-- WHAT NEEDS TO BE DONE --
Please reproduce the data below with every occurrence of "one point per instance" swapped for "a single point for each instance", keeping everything else unchanged.

-- ENTRIES --
────────────────
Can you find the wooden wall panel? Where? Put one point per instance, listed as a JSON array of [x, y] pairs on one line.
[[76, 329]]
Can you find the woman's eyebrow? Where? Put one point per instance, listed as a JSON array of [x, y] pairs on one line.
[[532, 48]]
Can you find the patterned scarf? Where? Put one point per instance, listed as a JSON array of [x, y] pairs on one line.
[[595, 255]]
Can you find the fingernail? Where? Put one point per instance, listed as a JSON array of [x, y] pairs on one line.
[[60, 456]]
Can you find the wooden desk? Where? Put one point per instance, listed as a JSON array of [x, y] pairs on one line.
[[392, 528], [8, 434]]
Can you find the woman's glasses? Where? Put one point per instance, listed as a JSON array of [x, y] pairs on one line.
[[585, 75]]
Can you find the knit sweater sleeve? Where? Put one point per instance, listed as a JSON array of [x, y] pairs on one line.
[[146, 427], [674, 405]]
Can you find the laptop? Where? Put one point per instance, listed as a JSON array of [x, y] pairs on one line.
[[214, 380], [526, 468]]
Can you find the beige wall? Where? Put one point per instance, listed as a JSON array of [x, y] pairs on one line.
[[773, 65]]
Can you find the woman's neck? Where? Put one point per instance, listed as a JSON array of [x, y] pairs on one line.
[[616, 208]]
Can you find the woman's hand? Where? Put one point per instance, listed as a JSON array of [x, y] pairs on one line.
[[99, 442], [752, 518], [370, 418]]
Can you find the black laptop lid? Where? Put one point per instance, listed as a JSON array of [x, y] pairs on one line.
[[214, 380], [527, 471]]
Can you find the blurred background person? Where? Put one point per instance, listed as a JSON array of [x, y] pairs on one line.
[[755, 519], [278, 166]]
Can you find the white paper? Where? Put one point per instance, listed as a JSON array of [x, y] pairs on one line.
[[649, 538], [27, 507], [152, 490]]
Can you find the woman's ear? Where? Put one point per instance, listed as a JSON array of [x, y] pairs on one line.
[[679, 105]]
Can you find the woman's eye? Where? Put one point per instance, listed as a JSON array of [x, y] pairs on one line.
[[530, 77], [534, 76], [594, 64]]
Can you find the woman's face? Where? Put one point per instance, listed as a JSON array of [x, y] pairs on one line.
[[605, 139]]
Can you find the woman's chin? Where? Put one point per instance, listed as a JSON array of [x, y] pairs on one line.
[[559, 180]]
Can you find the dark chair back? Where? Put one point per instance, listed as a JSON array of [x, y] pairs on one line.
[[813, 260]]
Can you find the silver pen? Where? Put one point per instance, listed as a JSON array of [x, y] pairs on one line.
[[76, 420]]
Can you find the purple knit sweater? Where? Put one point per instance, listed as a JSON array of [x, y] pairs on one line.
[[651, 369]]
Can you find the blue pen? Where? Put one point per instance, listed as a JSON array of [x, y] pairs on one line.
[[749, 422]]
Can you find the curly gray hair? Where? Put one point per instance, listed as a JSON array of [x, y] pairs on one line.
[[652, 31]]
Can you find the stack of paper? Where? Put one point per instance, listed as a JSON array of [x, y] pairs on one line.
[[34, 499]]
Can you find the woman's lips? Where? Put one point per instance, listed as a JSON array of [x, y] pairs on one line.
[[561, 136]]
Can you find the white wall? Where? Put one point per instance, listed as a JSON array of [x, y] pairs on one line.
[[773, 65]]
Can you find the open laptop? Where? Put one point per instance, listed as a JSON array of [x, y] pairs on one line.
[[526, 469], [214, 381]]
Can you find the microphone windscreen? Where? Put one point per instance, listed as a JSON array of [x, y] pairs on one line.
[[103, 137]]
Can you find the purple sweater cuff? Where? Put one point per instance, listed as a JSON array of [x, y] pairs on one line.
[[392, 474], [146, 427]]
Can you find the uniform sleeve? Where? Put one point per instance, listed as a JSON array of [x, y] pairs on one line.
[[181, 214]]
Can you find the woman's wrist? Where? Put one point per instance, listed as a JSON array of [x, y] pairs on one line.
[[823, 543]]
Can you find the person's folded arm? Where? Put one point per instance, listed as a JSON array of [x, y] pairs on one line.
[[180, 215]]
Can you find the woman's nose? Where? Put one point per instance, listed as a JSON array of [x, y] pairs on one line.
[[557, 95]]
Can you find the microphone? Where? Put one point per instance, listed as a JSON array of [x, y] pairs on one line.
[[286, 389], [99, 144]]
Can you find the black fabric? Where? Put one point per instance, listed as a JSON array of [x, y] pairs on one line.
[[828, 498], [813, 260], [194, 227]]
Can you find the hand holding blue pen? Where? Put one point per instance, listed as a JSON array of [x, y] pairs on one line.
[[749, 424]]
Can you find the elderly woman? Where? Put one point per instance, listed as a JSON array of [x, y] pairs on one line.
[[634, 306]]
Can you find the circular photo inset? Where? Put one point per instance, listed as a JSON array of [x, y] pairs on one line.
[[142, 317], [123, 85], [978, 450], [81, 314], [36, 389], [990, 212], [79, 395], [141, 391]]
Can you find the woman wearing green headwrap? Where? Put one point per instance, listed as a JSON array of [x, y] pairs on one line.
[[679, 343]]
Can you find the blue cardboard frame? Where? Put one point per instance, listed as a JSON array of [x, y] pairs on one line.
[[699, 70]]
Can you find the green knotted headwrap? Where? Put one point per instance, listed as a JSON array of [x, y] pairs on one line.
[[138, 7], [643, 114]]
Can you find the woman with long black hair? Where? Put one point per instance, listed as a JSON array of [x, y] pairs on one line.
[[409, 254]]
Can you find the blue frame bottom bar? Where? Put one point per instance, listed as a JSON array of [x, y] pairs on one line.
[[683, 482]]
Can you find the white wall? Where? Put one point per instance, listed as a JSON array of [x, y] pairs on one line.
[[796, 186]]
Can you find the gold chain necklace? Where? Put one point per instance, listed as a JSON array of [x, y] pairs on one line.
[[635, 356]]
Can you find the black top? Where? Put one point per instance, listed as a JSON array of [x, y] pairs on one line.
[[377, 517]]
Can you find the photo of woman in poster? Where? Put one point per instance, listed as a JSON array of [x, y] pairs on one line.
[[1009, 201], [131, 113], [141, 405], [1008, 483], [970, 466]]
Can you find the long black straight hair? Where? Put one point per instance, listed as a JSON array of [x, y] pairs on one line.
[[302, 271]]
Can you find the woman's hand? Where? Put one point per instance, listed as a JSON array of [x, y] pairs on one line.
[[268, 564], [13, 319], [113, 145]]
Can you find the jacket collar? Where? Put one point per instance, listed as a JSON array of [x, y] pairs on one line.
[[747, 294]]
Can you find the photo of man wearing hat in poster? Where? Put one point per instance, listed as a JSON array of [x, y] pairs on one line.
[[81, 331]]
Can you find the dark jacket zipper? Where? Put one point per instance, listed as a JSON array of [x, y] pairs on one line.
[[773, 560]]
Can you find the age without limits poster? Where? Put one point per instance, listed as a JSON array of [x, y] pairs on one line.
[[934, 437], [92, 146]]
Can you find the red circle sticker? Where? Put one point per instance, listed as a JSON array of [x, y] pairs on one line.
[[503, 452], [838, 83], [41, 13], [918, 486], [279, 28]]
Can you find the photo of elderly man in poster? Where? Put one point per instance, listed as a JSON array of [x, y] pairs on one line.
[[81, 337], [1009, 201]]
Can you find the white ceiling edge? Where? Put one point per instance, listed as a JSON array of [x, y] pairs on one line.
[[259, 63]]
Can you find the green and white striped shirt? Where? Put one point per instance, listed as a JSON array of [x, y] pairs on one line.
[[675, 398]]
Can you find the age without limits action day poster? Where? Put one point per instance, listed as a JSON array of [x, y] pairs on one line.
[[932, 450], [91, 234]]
────────────────
-- RESPONSE BELOW --
Can you find the wooden wall panel? Where? Put a single point for each instance, listed as a JSON array of [x, y] pairs on one line.
[[76, 329]]
Can you find the woman's eyebrow? Where? Put a single point for each instance, listed as a JSON array of [x, y] pairs on one line.
[[532, 48]]
Can you find the patterned scarf? Where? Put a single point for each instance, listed as a JSON array of [x, y] pairs on one line.
[[595, 255]]
Can you find the fingernail? Where? Put a single point for each instance, listed as a JSON array of [x, y] pairs on one line.
[[60, 456]]
Can you find the wooden desk? Where? Put a single point for each instance, listed as a JSON array of [x, y] pairs on one line.
[[392, 528], [8, 434]]
Can you find the woman's glasses? Where? Put a single point for each instance, listed as a JSON array of [x, y] pairs on one line.
[[585, 75]]
Can you find the knit sweater sleeve? Where? Put a single point for each instance, listed as a JSON array of [x, y] pairs on one line.
[[146, 427], [674, 405]]
Can you find the laptop? Where? Put a single point for each instance, listed as a JSON array of [x, y] pairs on one line.
[[214, 380], [526, 468]]
Can you find the beige wall? Where? Put a single point for each instance, listed as a JSON array of [x, y] pairs on one line.
[[773, 65]]
Can you find the woman's neck? Where? Put a single point for each instance, listed as a JSON array of [x, y] pairs on one line.
[[616, 208]]
Can you find the woman's hand? Where? Put a single point for each instance, listed as a JSON array of [x, y] pairs on one line.
[[99, 442], [752, 518], [370, 418]]
Can you find the black laptop lid? Where? Put a single point for each instance, listed as a JSON array of [x, y] pairs on one line.
[[214, 380], [527, 471]]
Can you find the blurred background person? Where? Put a single point for each instance, listed as a JSON array of [x, y] pairs on one line.
[[755, 519], [278, 166]]
Can you find the white paper? Where? Put a single point for each instance, listed as a JSON array of [x, y] pairs on one line.
[[649, 538], [27, 507], [152, 490]]
Can you find the woman's ear? Where? Put a single point for each instance, listed as a JSON array of [x, y] pairs on one line.
[[679, 105]]
Can you find the woman's eye? Where? Put a single point for each instance, listed as a JSON array of [x, y] pairs on one line.
[[530, 77], [534, 76], [594, 64]]
Can you find the woman's face? Where? Put a single point for each instance, listed as a JSON array of [x, y] pairs on one line.
[[605, 139]]
Can you find the woman's chin? Where? Put a single point for each instance, listed as a JSON array of [x, y] pairs on one line.
[[559, 180]]
Can you find the dark chair back? Where? Put a single point for each instance, listed as a JSON array of [x, y] pairs on one line.
[[813, 260]]
Can you find the silver pen? Where? Put a single point for each instance, listed as a JSON array of [x, y] pairs on one line.
[[76, 420]]
Can you find the purple knit sweater? Where? Put a single point for each instance, listed as a JSON array of [x, y] pairs on one line.
[[651, 369]]
Can you find the blue pen? Where? Put a single point for each instance, listed as a JSON array of [x, y] pairs on one line.
[[749, 422]]
Can you find the curly gray hair? Where? Put a single point for each instance, listed as a JSON array of [x, y] pairs on one line.
[[652, 31]]
Can you find the stack of paper? Where? Put a single point for each instance, listed as a JSON array of [x, y] pairs on one line.
[[34, 499]]
Can you find the woman's lips? Where? Put a single point for each instance, listed as a JSON array of [x, y] pairs on one line.
[[561, 136]]
Can you find the white wall? Where? Put a single point for each instance, listed as a JSON array of [x, y] pairs on one line.
[[773, 65]]
Can you find the open laptop? Where? Put a single point for each instance, listed as a JSON array of [x, y] pairs on one line.
[[526, 469], [214, 381]]
Can you find the microphone windscreen? Where? Put a single point for each instance, listed as a JSON array of [x, y] pairs on one line.
[[103, 137]]
Can you find the purple sweater cuff? Where? Put a single point for each instance, listed as a JSON array of [x, y] pairs on one line.
[[392, 474], [146, 427]]
Can you find the uniform sleeve? Where? Put a single point for each instance, listed as a JSON array of [x, y] pairs on one line.
[[181, 214]]
Can you find the woman's wrist? Where? Put a single point for each instance, listed as a JSON array of [x, y] pairs on one line.
[[823, 543]]
Can you find the person's folded arm? Where? Put a single point for each instance, listed as a JSON array of [x, y] pairs on one line.
[[180, 215]]
Can you find the woman's nose? Where? Put a single point for each instance, listed as a JSON array of [x, y] pairs on one line.
[[557, 95]]
Can you find the microphone? Where? Put a single point for each instance, listed as a JSON array of [x, y] pairs on one line.
[[286, 389], [99, 144]]
Can you find the black fabric? Where? Put a single point for each instance, listed as a JSON array of [x, y] pairs on one line.
[[828, 498], [813, 260], [194, 227]]
Can you find the hand holding blue pen? Where? Put a single point for each instance, listed as a JSON array of [x, y] pairs on one line.
[[749, 424]]
Can you find the elderly woman? Where? Put a single point for each instance, listed as a JSON array of [x, y] pairs on one line.
[[634, 306]]
Can you find the circular photo inset? Where? Put a single point for each instance, listed as a JSON array of [x, y] pairs on one line.
[[142, 317], [123, 85], [978, 450], [81, 314], [36, 389], [990, 212], [79, 395], [141, 391]]
Can you find the woman wearing green headwrap? Where? Put a single point for each instance, listed as a JSON array of [x, y] pairs on one line.
[[679, 343]]
Can you find the blue cardboard frame? Where? Put a single point for each instance, listed as a JSON array of [x, y] pairs on one line.
[[699, 70]]
Can you find the green knotted headwrap? Where? Put a single point for each instance, listed as a JSON array of [x, y] pairs on one line.
[[138, 7], [643, 114]]
Can you find the woman with long black hair? Where? Put a single point for each instance, listed as a JSON array of [x, y] pairs on one line.
[[409, 254]]
Can you find the blue frame bottom bar? Where? Put a single point for each instance, listed as a JSON array of [x, y] pairs on one line.
[[683, 482]]
Can you find the white wall? Where? Put a single point for each instance, listed as a JSON array of [x, y] pairs on one line.
[[796, 186]]
Can you find the gold chain necklace? Where? Put a single point for each instance, listed as a JSON array of [x, y] pairs on one line.
[[635, 356]]
Can you find the black top? Where? Put a single point for each instance, listed as a JSON array of [x, y] pairs on one line.
[[377, 517]]
Can you find the photo of woman in poster? Where? Put a single point for each instance, listed as a JSON array of [x, y] pairs on one line.
[[1009, 201], [131, 113], [141, 405], [1008, 483], [970, 466]]
Can you find the long black straight hair? Where? Put a single point for each instance, listed as a JSON array of [x, y] pairs on one line.
[[302, 271]]
Can you find the woman's hand? Where? Put a single point for each instance, listed as a JSON array of [x, y] pairs on one line.
[[268, 564], [13, 319], [113, 145]]
Can you find the jacket collar? Where? Put a single point for each instance, listed as a JSON array of [x, y] pairs on one line.
[[747, 294]]
Can you find the photo of man wearing hat in poster? Where? Put a single point for each instance, listed as a JSON array of [x, y] pairs on one line.
[[81, 331]]
Can you find the dark jacket zipper? Where? Put a single point for each instance, listed as a JSON array of [x, y] pairs on one line.
[[773, 560]]
Can you find the age without limits poster? Where? Put a single point for each instance, listed as a JSON array of [x, y] pairs on one line.
[[934, 437], [92, 146]]
Can you find the red circle sticker? Where? Put a single point for each instance, listed as a JSON array of [x, y] pairs on one line.
[[503, 452], [838, 83], [41, 13], [918, 486], [279, 28]]
Can you find the photo of elderly man in poster? Where? Put a single point for each instance, listed as a JSON array of [x, y] pairs on one line.
[[81, 337], [1009, 201]]
Can you find the white ceiling edge? Where? Put a single point for each instance, listed as a JSON array of [x, y] pairs on one line.
[[259, 63]]
Can you find the green and white striped shirt? Where? Put a single point for each instance, listed as a JSON array of [x, y] pairs on one line.
[[675, 398]]
Can you find the age without limits action day poster? Where? Put a single point for each instance, listed as a JSON array of [x, y] pairs on one line.
[[932, 450], [91, 234]]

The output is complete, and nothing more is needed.